**WHAT TO PRODUCE:**
Take the line with "If you could mark the banana" and every line after it, through the end of the listing, and give them again exactly, pictures excluded.

**RECORDS PROVIDED:**
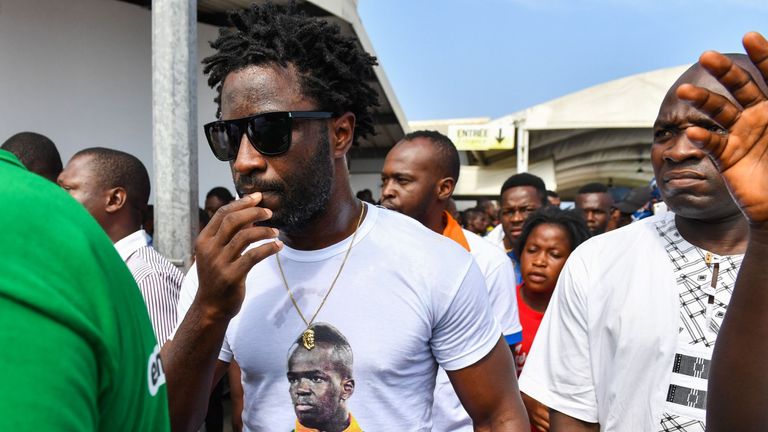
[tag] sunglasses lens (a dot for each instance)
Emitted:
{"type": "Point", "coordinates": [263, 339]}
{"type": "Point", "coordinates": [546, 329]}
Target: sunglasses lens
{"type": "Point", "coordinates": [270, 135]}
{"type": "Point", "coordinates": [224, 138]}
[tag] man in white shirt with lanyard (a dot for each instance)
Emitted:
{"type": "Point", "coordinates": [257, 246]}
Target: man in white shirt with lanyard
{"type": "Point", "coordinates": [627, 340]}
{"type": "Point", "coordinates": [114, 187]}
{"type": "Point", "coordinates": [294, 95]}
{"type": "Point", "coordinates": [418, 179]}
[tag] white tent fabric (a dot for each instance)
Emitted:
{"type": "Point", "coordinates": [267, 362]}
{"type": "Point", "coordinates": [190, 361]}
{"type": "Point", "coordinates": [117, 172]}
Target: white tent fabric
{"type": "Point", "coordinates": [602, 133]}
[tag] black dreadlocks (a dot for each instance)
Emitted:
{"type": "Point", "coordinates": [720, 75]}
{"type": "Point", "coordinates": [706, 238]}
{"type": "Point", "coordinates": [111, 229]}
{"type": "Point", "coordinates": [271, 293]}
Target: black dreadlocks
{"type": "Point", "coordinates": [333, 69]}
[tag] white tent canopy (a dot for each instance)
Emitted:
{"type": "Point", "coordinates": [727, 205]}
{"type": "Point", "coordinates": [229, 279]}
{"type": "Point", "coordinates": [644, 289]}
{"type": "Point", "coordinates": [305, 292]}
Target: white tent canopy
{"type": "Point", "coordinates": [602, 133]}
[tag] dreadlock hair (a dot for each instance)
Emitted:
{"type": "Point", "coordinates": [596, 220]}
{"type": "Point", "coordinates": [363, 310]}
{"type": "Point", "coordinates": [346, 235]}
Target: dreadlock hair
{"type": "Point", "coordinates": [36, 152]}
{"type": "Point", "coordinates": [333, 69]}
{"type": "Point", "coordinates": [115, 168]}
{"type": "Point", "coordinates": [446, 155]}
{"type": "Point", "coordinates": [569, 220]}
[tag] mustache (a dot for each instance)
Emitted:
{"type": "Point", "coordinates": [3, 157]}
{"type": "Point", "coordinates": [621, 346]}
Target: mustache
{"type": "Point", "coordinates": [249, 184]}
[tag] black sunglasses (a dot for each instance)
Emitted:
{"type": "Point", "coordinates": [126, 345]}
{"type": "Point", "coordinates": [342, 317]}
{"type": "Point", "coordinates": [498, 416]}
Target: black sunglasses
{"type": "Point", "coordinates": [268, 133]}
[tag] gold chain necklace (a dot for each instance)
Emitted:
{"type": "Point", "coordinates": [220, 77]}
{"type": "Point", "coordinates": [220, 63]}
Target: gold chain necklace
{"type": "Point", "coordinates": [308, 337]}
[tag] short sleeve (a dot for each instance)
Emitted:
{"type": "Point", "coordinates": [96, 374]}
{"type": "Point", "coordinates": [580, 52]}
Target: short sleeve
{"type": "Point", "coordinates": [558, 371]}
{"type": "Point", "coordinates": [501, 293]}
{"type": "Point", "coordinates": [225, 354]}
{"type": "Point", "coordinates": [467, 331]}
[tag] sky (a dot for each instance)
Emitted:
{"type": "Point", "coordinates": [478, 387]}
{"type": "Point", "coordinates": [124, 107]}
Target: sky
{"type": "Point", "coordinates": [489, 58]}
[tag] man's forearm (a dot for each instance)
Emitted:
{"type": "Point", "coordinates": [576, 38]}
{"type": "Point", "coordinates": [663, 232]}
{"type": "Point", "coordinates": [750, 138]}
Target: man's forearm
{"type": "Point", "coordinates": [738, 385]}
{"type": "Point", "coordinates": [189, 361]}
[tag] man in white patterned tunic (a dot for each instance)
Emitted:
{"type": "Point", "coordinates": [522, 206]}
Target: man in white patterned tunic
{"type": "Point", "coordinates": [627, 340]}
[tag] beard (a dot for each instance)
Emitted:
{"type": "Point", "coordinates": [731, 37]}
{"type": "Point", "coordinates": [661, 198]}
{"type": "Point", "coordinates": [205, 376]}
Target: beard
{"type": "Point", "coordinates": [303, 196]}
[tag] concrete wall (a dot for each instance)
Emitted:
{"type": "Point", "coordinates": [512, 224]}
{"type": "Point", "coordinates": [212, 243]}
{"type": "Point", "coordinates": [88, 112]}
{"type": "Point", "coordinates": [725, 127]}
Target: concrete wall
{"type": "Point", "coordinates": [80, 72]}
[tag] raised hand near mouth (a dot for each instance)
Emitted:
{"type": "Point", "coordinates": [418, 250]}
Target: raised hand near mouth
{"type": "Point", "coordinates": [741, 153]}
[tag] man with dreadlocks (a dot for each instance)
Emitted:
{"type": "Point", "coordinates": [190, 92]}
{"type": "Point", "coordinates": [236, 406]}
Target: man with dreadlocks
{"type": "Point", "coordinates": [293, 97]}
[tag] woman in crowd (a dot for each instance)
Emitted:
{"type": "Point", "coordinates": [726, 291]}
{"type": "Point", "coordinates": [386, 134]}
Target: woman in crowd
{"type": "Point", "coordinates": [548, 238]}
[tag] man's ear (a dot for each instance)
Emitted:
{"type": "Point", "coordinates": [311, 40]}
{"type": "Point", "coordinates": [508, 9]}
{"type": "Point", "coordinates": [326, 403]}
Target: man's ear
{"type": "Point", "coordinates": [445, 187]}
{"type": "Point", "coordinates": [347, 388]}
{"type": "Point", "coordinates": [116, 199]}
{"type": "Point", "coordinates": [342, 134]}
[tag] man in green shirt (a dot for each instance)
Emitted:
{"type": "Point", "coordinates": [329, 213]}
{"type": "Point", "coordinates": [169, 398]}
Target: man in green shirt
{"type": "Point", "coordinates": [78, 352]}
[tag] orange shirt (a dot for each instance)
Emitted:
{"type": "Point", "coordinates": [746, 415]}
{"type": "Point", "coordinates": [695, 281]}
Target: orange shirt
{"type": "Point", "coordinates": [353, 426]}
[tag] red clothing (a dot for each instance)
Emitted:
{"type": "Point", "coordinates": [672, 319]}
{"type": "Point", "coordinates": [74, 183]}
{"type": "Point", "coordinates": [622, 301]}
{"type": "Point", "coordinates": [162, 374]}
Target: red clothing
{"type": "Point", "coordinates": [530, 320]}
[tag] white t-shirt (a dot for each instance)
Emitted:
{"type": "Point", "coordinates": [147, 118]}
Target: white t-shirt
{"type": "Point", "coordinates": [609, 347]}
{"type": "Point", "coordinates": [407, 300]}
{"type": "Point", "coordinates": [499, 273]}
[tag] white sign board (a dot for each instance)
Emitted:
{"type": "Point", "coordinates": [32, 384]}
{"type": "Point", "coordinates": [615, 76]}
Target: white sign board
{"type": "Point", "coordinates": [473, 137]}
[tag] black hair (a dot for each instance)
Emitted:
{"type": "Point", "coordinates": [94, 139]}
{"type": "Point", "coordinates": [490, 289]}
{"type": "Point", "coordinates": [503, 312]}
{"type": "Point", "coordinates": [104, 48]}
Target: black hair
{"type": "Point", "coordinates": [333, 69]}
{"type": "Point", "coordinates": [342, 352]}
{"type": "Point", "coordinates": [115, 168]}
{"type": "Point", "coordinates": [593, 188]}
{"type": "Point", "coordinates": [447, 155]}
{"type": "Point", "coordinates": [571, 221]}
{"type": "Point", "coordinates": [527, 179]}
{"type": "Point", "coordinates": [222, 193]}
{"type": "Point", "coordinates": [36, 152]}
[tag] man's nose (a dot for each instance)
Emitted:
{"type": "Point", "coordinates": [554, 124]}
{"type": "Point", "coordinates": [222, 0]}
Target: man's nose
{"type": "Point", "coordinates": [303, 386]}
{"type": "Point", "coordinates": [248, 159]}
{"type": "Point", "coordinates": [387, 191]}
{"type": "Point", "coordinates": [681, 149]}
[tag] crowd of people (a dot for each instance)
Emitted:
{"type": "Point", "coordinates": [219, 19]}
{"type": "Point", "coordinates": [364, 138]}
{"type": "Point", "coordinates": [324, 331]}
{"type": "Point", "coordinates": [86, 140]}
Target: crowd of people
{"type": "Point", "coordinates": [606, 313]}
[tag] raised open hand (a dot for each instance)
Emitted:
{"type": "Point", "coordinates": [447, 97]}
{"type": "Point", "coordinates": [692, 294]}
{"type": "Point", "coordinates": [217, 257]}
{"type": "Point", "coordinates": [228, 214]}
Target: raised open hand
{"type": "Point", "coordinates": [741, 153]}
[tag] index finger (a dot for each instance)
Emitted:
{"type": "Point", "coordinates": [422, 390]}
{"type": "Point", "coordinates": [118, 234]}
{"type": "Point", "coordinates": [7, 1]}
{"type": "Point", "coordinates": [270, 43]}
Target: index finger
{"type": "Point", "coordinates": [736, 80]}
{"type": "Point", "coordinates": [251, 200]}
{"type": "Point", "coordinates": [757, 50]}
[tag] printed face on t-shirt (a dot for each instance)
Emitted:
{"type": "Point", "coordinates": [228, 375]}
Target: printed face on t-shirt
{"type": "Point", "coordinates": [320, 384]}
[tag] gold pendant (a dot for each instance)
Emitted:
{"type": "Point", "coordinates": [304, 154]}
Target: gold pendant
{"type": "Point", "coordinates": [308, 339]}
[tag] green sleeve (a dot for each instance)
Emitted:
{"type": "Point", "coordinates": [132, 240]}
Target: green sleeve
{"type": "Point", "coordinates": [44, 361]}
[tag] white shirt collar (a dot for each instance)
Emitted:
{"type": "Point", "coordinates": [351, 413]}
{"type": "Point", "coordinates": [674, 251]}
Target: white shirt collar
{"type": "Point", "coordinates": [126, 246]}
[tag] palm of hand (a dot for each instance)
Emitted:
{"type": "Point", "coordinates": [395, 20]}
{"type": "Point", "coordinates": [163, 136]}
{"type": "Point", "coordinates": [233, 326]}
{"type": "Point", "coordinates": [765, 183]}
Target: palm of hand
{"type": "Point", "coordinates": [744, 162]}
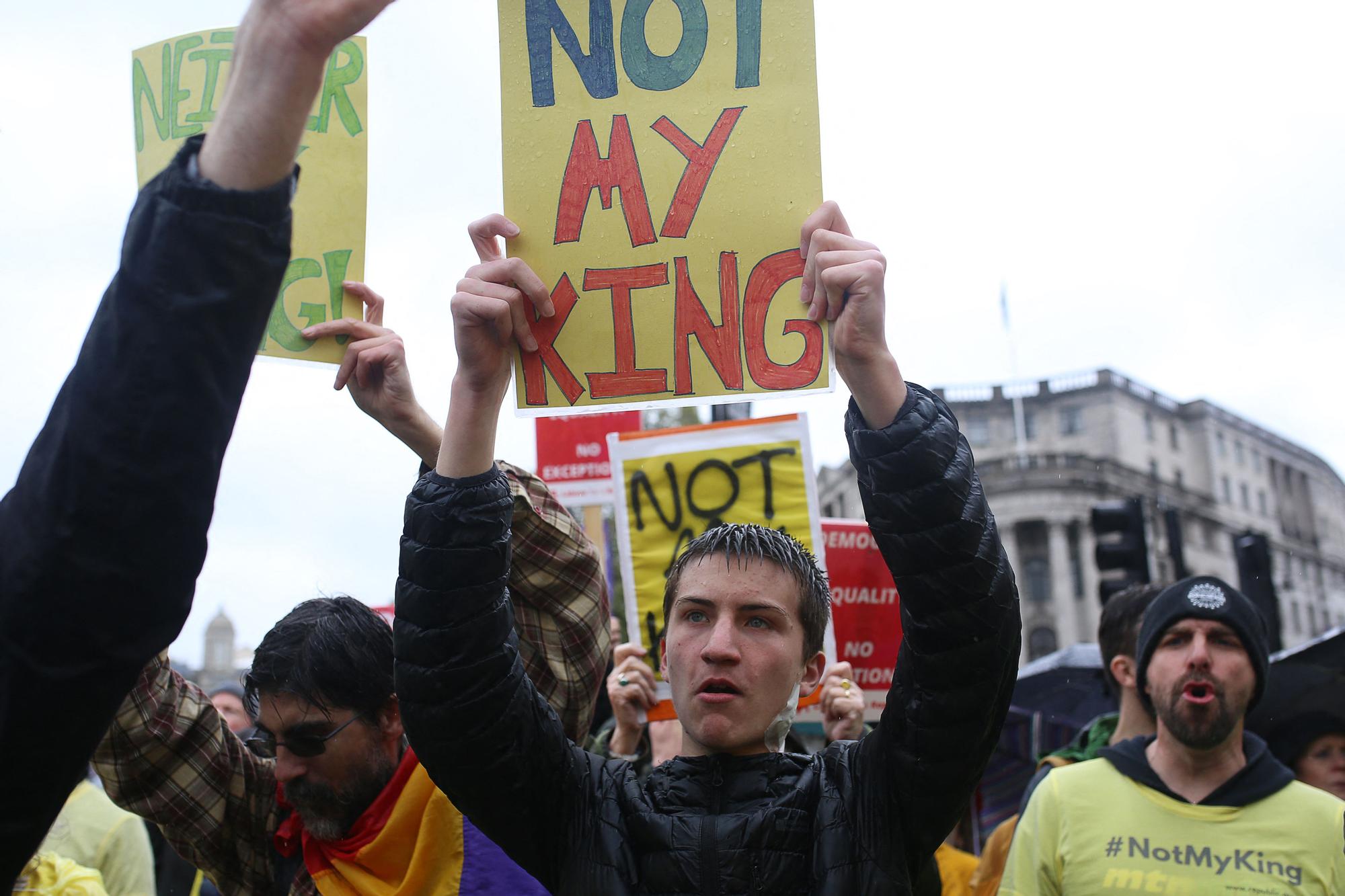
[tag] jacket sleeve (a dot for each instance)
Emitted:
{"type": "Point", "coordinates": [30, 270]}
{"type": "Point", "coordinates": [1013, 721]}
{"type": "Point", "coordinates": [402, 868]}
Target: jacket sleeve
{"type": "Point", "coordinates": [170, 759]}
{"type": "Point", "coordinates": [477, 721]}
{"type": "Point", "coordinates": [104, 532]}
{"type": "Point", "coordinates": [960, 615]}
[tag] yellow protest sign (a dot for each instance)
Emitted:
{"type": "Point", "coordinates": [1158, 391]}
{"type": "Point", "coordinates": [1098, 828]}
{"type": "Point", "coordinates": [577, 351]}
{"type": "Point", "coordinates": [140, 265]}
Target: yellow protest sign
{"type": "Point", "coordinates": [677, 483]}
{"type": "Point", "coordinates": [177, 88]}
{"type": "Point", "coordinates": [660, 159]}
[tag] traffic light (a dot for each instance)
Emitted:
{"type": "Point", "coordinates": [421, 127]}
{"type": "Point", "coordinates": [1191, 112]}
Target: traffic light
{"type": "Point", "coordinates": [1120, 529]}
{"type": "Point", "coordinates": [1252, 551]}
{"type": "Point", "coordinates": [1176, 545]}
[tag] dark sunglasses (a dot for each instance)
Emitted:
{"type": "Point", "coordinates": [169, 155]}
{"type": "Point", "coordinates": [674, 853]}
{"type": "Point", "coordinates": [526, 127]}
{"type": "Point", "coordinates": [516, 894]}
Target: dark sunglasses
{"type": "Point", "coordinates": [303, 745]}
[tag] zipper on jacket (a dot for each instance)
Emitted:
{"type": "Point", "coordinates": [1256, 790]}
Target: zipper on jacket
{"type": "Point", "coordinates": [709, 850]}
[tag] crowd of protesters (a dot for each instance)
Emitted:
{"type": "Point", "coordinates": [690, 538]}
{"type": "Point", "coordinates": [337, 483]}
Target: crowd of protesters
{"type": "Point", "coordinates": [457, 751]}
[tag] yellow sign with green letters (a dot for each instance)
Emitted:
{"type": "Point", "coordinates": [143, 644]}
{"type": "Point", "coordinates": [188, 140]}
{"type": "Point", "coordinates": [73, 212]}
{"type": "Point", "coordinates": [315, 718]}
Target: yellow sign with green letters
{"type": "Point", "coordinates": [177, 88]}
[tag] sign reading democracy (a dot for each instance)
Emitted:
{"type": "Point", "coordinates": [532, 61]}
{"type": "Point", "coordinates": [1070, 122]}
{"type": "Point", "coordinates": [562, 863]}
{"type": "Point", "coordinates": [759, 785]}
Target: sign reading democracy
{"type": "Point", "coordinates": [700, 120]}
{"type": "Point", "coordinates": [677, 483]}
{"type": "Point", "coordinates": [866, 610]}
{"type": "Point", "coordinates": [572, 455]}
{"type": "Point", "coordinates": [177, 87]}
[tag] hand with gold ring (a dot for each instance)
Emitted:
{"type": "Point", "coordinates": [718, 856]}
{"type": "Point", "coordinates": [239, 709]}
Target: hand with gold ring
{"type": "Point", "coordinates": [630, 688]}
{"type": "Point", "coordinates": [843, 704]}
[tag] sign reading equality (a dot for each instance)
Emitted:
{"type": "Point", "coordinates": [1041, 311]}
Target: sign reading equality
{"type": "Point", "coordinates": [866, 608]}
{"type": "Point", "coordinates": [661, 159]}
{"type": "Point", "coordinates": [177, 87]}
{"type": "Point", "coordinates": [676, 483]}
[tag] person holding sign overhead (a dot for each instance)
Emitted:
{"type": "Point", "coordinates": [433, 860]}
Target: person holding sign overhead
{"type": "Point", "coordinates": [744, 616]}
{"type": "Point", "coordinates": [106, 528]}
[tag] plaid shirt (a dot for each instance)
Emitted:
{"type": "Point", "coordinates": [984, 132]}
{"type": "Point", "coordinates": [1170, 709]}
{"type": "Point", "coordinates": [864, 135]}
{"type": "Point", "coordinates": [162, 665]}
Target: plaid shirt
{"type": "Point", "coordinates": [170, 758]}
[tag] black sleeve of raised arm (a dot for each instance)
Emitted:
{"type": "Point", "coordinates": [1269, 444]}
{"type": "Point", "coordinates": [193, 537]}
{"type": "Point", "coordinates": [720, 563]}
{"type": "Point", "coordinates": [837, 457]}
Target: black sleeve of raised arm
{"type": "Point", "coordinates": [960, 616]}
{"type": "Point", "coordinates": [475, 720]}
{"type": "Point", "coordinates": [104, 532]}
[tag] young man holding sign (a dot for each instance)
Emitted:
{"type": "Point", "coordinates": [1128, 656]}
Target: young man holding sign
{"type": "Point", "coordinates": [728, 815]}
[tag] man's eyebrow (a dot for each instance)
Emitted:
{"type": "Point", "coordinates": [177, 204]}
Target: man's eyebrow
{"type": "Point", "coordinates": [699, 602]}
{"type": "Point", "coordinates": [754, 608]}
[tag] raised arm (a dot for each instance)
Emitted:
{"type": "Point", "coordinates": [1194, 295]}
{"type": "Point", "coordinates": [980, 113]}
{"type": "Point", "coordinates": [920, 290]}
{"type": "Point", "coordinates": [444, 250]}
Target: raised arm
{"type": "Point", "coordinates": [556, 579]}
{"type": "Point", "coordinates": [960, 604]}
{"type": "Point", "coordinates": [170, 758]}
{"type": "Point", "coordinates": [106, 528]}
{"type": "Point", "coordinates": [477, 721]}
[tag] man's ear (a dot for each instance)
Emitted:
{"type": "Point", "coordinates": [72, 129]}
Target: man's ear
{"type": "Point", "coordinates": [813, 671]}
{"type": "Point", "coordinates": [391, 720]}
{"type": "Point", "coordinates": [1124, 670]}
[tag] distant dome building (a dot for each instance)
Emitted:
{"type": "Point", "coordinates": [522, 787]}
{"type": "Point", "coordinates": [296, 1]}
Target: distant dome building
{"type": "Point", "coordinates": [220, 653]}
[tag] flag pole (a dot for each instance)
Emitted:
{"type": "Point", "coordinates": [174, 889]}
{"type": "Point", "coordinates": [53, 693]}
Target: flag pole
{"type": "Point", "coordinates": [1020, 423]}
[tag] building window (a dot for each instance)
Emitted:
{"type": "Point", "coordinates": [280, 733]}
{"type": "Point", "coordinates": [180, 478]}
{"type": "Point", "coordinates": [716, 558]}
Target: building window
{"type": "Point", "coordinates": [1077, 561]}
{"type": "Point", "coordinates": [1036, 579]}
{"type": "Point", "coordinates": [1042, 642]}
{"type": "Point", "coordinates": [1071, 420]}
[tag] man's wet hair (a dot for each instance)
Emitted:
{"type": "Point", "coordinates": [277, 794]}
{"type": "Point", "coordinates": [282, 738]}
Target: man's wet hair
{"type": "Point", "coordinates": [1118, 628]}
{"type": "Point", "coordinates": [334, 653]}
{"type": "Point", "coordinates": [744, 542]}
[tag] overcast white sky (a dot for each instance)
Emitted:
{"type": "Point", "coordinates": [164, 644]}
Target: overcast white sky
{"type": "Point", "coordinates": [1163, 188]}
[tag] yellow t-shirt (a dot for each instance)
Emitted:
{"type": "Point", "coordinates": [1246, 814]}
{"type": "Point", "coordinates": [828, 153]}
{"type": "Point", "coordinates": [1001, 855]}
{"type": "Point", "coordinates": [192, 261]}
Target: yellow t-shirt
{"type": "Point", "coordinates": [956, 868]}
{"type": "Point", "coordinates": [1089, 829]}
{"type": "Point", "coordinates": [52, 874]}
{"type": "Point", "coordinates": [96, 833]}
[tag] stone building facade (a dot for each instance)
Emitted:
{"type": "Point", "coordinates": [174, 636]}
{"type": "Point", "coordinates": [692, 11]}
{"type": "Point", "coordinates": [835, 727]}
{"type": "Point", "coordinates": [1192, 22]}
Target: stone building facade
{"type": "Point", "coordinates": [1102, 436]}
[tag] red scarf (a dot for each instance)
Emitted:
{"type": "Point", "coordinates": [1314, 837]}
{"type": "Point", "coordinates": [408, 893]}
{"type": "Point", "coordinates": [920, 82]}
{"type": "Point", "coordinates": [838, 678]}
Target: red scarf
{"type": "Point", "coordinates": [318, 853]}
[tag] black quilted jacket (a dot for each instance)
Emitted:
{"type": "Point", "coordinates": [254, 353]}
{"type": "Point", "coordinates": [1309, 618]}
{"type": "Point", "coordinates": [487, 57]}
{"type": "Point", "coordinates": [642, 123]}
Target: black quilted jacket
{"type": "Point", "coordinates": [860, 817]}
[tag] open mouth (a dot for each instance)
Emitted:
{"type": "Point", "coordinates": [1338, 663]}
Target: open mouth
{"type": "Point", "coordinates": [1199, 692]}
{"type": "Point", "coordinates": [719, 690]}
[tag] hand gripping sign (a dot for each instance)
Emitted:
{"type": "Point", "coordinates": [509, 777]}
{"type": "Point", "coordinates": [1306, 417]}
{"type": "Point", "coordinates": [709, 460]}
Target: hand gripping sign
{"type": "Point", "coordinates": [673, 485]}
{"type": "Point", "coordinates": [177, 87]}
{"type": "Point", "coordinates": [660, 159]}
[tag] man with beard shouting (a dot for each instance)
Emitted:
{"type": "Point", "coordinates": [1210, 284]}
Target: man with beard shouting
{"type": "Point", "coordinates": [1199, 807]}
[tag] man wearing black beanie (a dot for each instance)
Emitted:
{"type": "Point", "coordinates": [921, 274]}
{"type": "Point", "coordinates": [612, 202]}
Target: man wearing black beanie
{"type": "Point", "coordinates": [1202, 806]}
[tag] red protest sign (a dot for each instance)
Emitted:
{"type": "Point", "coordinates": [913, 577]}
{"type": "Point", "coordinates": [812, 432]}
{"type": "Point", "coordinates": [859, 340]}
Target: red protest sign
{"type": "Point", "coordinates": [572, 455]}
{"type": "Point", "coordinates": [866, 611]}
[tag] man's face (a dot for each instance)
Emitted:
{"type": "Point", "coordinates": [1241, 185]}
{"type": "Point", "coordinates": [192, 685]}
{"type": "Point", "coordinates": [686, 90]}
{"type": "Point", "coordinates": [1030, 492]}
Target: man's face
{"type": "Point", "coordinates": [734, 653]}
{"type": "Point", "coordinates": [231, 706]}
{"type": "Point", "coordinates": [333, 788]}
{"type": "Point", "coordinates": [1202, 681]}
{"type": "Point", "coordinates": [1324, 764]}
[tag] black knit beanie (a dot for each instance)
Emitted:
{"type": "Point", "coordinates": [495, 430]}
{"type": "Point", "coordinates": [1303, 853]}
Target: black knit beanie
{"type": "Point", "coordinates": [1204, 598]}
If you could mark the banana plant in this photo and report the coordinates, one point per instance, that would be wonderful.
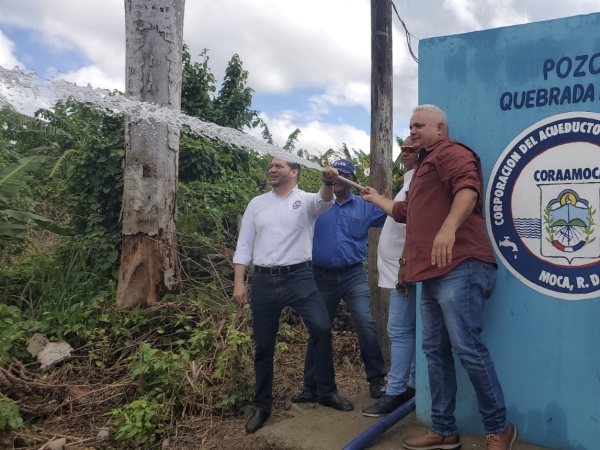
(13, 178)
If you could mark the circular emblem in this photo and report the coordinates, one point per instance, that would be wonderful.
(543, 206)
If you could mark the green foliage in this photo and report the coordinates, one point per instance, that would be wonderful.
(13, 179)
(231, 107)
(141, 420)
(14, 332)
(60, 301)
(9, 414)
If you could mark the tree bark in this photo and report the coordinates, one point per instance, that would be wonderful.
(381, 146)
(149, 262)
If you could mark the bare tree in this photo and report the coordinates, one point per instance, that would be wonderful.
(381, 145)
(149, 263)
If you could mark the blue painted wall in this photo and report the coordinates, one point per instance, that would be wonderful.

**SOLUTION BELOW:**
If you could mark the banana plant in this photo and report the coordinates, one point per instance, that would be wonderful.
(13, 178)
If you could mark the circular emblem in this photo and report the coordinates, one point per instance, that would be wonderful.
(543, 206)
If you could mark the green foliage in this photo and report the coordinates, one point per instance, that would be wonderful.
(13, 179)
(231, 107)
(141, 420)
(14, 332)
(60, 301)
(9, 414)
If you could mark the tree bark in this photo and report the coordinates, one point per instance, that would be wonderful.
(381, 146)
(149, 262)
If you could mark the bare tree in this photo and report the coordinates, one point per instance, that would be wonderful.
(381, 145)
(149, 263)
If you could mark the blue painted wall in this photo and report the coordinates, one point per instance, that would be wonderful.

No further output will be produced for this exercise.